→ What the task asks
Work out how many lines of the listing hold the string "white". Answer with that number alone.

→ Data provided
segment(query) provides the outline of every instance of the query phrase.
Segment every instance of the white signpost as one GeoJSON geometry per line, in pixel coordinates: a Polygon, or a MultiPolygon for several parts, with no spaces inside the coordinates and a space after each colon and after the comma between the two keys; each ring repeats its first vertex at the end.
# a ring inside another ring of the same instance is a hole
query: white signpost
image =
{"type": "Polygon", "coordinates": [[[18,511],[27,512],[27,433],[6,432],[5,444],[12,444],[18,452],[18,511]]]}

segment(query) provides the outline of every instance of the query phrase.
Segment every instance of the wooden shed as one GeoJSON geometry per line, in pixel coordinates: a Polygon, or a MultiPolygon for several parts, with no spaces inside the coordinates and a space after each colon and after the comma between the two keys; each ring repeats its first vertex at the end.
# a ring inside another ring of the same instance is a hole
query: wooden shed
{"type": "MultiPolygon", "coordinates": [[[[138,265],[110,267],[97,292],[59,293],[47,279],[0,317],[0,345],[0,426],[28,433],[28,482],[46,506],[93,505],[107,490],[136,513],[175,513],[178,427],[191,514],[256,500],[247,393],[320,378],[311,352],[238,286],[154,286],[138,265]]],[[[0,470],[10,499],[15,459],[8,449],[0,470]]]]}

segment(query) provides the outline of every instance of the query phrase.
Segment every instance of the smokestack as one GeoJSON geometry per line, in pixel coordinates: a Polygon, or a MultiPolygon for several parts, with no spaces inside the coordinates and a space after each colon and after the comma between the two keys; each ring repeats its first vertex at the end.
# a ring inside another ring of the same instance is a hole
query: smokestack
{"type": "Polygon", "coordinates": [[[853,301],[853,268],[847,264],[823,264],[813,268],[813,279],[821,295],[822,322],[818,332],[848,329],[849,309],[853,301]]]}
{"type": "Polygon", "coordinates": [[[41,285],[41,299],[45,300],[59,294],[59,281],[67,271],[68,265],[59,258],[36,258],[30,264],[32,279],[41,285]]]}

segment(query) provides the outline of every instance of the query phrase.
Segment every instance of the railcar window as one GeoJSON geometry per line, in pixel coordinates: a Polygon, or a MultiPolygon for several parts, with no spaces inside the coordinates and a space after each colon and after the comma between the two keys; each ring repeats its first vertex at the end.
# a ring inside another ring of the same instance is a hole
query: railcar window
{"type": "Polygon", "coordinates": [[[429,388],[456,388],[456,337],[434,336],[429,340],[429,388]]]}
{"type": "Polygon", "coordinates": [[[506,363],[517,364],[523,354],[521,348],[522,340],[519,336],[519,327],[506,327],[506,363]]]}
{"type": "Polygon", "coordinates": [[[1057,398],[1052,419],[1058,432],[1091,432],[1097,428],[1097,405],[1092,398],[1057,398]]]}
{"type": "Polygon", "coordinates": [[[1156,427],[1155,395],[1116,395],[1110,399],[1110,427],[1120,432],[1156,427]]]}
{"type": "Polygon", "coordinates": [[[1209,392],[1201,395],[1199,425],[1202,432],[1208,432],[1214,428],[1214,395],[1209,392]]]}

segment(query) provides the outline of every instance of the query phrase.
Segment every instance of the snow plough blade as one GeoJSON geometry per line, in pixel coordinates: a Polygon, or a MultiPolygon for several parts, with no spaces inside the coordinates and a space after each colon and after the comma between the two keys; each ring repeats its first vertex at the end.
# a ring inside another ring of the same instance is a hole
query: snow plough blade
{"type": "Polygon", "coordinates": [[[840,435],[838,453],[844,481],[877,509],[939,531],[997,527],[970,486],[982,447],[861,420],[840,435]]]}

→ Result of the task
2